(OBJECTIF DE LA TÂCHE): D'après le texte fourni sur la contrefaçon des médicaments, pour quelle raison faut-il veiller à ne pas déréglementer les marchés ? Répondez en une à trois phrases.

(TEXTE FOURNI):
La structuration du réseau européen de la distribution du médicament en Europe a jusqu'à aujourd'hui freiné l'entrée des contrefaçons. Il faut cependant veiller à ne pas déréglementer les marchés d'autant que l'élargissement récent de l'Europe impose de recréer un niveau élevé de sécurité au sein de la chaîne pharmaceutique. La lutte contre la contrefaçon passe également par les pharmaciens, qui sont et doivent demeurer un réseau sûr pour les patients. En tant que spécialistes du médicament, ils seront également en première ligne s'il advenait qu'un jour une contrefaçon de médicaments soit découverte dans le circuit pharmaceutique, en particulier pour expliquer et rassurer les patients.

(DONNÉES PRÉSENTÉES):
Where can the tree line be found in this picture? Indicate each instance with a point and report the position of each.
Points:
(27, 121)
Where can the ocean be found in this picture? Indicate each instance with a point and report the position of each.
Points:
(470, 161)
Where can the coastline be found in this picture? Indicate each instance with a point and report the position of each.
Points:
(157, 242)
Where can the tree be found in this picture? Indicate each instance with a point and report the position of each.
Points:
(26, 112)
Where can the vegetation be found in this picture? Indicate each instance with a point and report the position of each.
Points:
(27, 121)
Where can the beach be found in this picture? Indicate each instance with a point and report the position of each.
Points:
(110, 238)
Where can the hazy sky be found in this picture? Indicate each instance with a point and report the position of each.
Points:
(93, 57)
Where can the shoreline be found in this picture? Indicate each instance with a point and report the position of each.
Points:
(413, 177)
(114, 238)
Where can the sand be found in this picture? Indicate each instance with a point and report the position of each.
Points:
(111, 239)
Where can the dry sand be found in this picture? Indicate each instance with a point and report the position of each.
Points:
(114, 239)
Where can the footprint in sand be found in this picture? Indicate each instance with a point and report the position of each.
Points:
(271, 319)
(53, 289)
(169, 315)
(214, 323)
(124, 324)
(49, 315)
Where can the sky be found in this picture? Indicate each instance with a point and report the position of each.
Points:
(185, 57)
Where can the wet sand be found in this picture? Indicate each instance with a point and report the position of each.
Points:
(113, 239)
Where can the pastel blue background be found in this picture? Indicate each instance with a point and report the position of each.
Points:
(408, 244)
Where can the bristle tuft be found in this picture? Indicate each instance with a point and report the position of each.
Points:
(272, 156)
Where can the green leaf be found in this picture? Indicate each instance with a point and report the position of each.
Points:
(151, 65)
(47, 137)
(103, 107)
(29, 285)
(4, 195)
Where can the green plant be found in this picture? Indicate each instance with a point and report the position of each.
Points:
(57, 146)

(RÉSULTAT DE LA TÂCHE): Il faut éviter de déréglementer les marchés parce que l'élargissement récent de l'Europe impose de recréer un niveau élevé de sécurité au sein de la chaîne pharmaceutique. Jusqu'à aujourd'hui, c'est la structuration du réseau européen de distribution du médicament qui a freiné l'entrée des contrefaçons.